_EXERCISE PROMPT:_
Drop all images and give the records again exactly.

_RECORDED INFORMATION:_
_____

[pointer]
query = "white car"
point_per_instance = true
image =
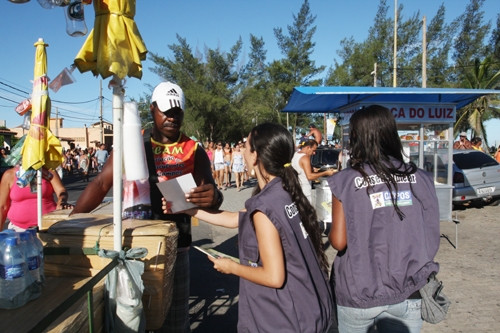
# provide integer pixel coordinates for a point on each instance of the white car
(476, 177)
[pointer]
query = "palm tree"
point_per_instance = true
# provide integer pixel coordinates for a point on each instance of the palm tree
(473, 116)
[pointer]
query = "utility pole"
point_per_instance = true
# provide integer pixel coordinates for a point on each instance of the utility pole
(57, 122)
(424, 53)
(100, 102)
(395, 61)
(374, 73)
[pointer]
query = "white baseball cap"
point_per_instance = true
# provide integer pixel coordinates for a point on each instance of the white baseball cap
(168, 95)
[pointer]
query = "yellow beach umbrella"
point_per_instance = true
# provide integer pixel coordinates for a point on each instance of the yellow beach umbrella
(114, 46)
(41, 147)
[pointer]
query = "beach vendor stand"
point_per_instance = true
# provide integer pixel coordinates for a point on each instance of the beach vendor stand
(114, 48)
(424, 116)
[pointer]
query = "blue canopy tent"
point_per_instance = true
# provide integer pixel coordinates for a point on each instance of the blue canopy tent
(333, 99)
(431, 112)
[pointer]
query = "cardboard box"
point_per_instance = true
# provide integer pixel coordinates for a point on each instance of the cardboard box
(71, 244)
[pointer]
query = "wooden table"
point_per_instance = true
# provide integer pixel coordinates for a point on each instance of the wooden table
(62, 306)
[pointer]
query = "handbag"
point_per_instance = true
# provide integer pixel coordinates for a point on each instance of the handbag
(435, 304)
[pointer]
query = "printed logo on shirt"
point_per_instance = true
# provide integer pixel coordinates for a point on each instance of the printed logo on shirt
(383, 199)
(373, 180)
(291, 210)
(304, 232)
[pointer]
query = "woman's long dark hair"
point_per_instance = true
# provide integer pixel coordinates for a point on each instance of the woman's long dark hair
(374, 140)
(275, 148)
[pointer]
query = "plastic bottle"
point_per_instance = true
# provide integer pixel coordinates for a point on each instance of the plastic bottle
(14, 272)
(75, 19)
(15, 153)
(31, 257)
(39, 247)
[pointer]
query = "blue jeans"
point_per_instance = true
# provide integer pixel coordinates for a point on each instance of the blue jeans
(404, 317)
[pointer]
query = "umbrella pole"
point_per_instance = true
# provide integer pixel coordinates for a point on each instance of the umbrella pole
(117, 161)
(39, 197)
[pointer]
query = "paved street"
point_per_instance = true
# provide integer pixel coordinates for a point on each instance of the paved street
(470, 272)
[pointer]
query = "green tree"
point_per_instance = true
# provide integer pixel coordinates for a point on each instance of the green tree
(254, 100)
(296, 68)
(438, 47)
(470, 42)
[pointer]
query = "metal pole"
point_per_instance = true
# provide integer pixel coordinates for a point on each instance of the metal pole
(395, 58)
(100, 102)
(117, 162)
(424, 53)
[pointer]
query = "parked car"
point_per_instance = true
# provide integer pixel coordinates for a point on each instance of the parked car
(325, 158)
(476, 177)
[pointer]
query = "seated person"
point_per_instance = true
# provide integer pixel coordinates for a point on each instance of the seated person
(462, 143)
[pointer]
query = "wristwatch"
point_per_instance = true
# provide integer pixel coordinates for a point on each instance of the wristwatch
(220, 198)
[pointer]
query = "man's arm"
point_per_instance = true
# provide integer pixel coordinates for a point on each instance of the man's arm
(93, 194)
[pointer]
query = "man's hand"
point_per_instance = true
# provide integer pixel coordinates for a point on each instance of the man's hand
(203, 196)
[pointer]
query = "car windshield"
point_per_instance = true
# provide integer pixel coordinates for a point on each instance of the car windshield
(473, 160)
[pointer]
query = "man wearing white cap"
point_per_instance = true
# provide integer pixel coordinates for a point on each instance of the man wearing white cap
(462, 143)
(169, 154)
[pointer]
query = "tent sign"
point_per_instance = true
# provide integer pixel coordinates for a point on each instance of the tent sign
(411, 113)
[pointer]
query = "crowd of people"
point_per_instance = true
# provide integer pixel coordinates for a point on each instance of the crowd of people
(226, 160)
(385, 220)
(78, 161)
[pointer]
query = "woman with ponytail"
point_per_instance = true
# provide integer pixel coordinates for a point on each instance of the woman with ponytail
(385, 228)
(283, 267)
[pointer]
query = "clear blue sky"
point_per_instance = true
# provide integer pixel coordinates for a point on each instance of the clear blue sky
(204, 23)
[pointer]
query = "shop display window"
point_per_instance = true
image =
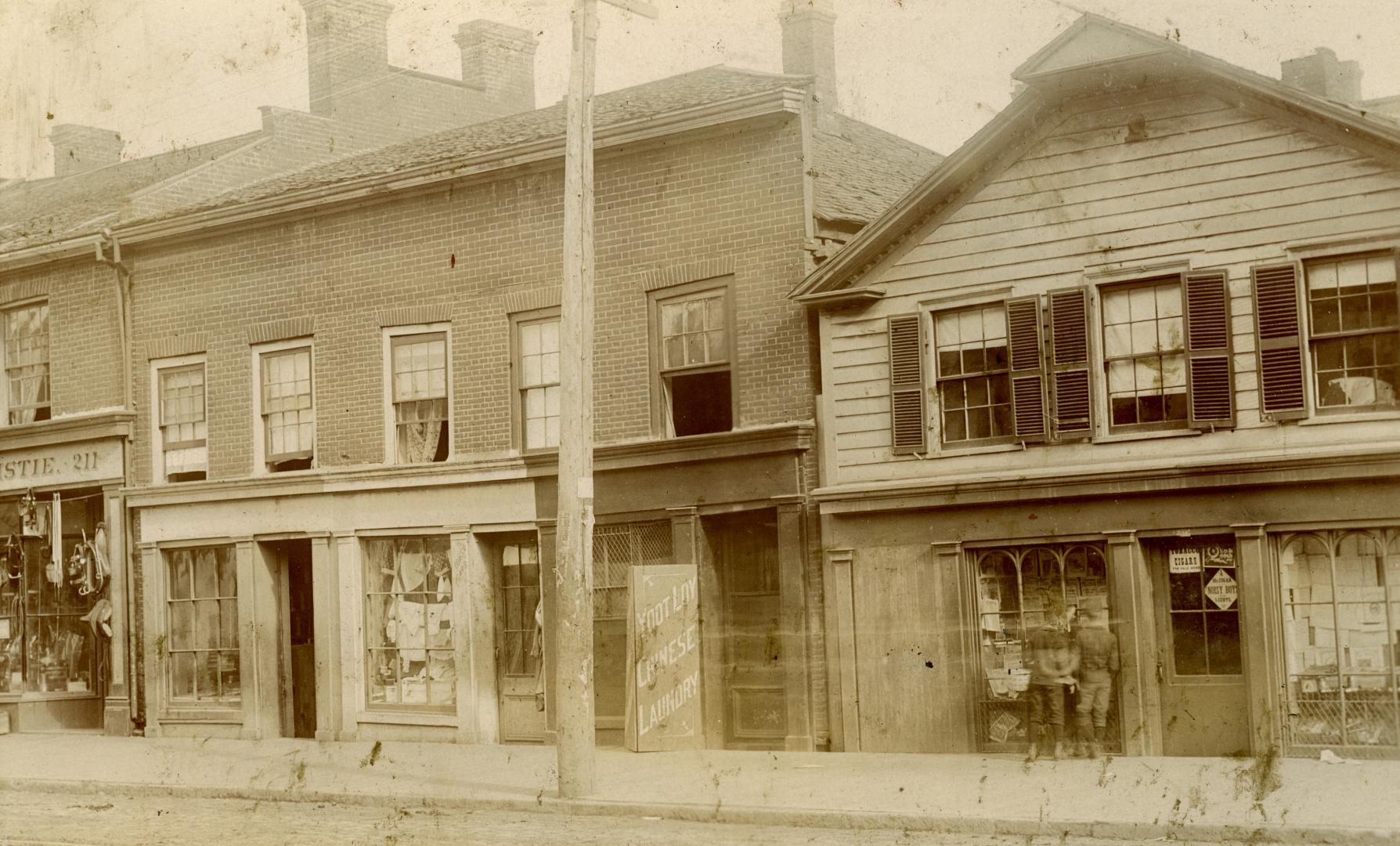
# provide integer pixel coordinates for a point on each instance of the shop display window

_____

_TASK RESULT:_
[pointer]
query = "white car"
point_per_instance = true
image =
# provide integer pixel coordinates for a point on each instance of the white car
(476, 177)
[pointer]
query = "palm tree"
point_per_instance = true
# provide integer pixel coordinates for a point on each instance of the palm tree
(473, 116)
[pointer]
query = "utility pole"
point_per_instance = true
# provide integer pixel coordinates for a point on each instance of the utility pole
(57, 122)
(424, 53)
(100, 102)
(395, 61)
(374, 73)
[pointer]
query = "white baseball cap"
point_per_instance = true
# provide integer pixel coordinates for a point on each instance of the white baseball cap
(168, 95)
[pointer]
query = "yellow beach umbrella"
point_per_instance = true
# provide integer pixel coordinates for a point on each instance of the yellow beach umbrella
(114, 46)
(41, 147)
[pointer]
query = "beach vendor stand"
point_per_instance = true
# provide integer pixel coordinates for a point on each instance of the beach vendor stand
(114, 48)
(424, 116)
[pointer]
query = "blue canopy tent"
point_per_instance = true
# provide integer pixel coordinates for a point on each instance of the blue canopy tent
(333, 99)
(431, 112)
[pointer]
query = "cardboard box"
point_per_instance = true
# provide integer pixel coordinates for a point on each instance of the cardboard box
(71, 244)
[pointer]
query = "wooden table"
point_per_instance = true
# provide integer pixel coordinates for a point on each instance of the wooden table
(62, 306)
[pointer]
query = "handbag"
point_per_instance = true
# provide integer pixel coordinates for a point on each instance of the handbag
(435, 304)
[pointer]
query = "printed logo on shirt"
point_per_instance = true
# provide integer pixel coordinates for a point on each instance of the printed logo on shirt
(383, 199)
(373, 180)
(291, 210)
(304, 232)
[pointer]
query = "woman's long dark hair"
point_per_instance = true
# provide integer pixel coordinates for a point on each instance of the woman's long dark hair
(374, 140)
(275, 148)
[pointer]
query = "plastic bottle"
point_per_instance = true
# provide integer pixel coordinates for a point on each instance of the plastic bottle
(14, 272)
(75, 19)
(15, 153)
(31, 257)
(39, 247)
[pointer]
query = "blue jeans"
point_per_instance = true
# provide integer pixel coordinates for a point on each instance of the blue jeans
(404, 317)
[pointer]
query = "umbrella pole"
point_per_instance = true
# provide integer pixel coordinates for a point on each instance of the umbrella pole
(117, 161)
(39, 197)
[pointer]
query = "paved street"
point_per_instance = true
# provide integer pixel coordinates for a point on each instance of the paved street
(470, 272)
[pointer]
query = "green tree"
point_per_instance = true
# provide integer pixel coordinates for a point on each instance of the green tree
(254, 100)
(296, 68)
(438, 47)
(470, 42)
[pointer]
query = "metal pole"
point_per_instance = true
# provide integer pixel coordinates for a point on each instance of the metal pole
(395, 58)
(100, 102)
(117, 162)
(424, 53)
[pointer]
query = "parked car"
point_per_instance = true
# provide integer pixel coordinates for a point on each instance of the parked car
(325, 158)
(476, 177)
[pointer]
query = "seated person"
point_per_instance = true
# provide integer pixel coordinates for a point on each instance of the seated person
(462, 143)
[pointer]
query = "wristwatch"
point_per_instance = true
# provide integer pixel coordinates for a point on each instance of the wristwatch
(220, 198)
[pointer]
query = "man's arm"
point_per_instance = true
# provide integer pixel coordinates for a point on each instance of the man's arm
(93, 194)
[pointer]
query = "man's hand"
point_per_instance = true
# provide integer pixel coordinates for a point on each instance of the man's hand
(203, 196)
[pointer]
query = "car windshield"
point_per_instance = true
# provide integer pixel coordinates for a point on each instance of the car windshield
(473, 160)
[pointer]
query = "man wearing white cap"
point_per_instance = true
# provide integer pixel coordinates for a point on each instance of the man wearing white cap
(462, 143)
(169, 154)
[pointer]
query = "tent sign"
point_per_instance = true
# provide integer pixel coordinates for a point on each instance of the tent sign
(411, 113)
[pointer]
query = "crowd of people"
point_per_instance = true
# provide integer pixel coordinates for a point on each instance of the crowd of people
(226, 160)
(385, 220)
(78, 161)
[pointer]
query = "woman with ponytail"
point_per_instance = true
# provide integer pixel coordinates for a point on each instance of the woman with ponytail
(385, 228)
(283, 267)
[pointer]
query = "clear blue sky"
point_per_instance = true
# provide integer pixel coordinates for a point on each instance of the clear blue sky
(204, 23)
[pointer]
query = "shop display window"
point_per_instance = true
image =
# provide integer pixel coordinates for a point on each instance of the shop display window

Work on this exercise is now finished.